[start of Dataset excerpts]

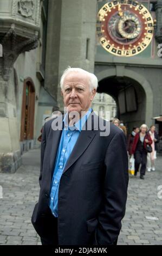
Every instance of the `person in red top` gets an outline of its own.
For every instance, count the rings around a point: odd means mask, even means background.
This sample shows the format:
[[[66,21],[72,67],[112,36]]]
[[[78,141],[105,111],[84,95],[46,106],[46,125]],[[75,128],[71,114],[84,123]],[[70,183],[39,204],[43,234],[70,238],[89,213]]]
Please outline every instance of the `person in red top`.
[[[139,170],[140,164],[140,179],[144,180],[147,163],[146,145],[151,145],[152,141],[149,133],[147,133],[148,127],[146,124],[142,124],[140,127],[140,131],[137,133],[133,141],[132,148],[132,154],[134,154],[135,159],[135,172],[136,176]]]

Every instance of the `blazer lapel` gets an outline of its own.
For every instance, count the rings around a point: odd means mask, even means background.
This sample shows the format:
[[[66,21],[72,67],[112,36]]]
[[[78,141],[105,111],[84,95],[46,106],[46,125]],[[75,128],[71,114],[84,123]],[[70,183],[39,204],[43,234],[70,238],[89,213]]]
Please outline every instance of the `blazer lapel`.
[[[58,120],[58,129],[54,130],[51,129],[51,137],[50,139],[51,146],[50,154],[50,169],[51,172],[51,175],[53,175],[54,169],[54,164],[57,157],[63,126],[62,117],[59,117],[57,119]],[[51,125],[51,126],[53,126],[53,125]]]
[[[88,130],[87,128],[86,128],[85,130],[83,129],[83,130],[81,131],[71,155],[67,162],[63,173],[64,173],[68,169],[76,162],[79,157],[81,156],[96,135],[95,130],[96,130],[96,126],[98,126],[98,117],[95,115],[94,112],[92,113],[93,113],[93,114],[92,115],[91,113],[88,118],[88,119],[90,118],[92,120],[92,129],[91,130]],[[87,121],[85,127],[86,127],[87,123]]]

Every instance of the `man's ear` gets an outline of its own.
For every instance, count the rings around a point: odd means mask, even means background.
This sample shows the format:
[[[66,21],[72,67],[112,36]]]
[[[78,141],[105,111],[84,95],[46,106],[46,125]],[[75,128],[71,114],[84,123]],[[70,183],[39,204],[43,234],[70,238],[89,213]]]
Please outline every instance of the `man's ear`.
[[[92,90],[92,95],[91,95],[91,99],[90,99],[90,101],[93,101],[93,99],[94,99],[94,97],[95,95],[96,92],[96,89],[93,89]]]

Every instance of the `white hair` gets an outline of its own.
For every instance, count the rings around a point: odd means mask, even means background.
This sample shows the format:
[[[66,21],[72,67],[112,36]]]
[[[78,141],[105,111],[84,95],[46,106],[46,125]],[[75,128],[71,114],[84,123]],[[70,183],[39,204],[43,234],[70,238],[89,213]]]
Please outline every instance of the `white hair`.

[end of Dataset excerpts]

_Exercise instructions:_
Select every line of the items above that contains the word "white", and reproduce each such line in full. Matching is case-sensitive.

_Task response:_
Every instance of the `white hair` gets an outline of its own.
Please outline every instance of the `white hair`.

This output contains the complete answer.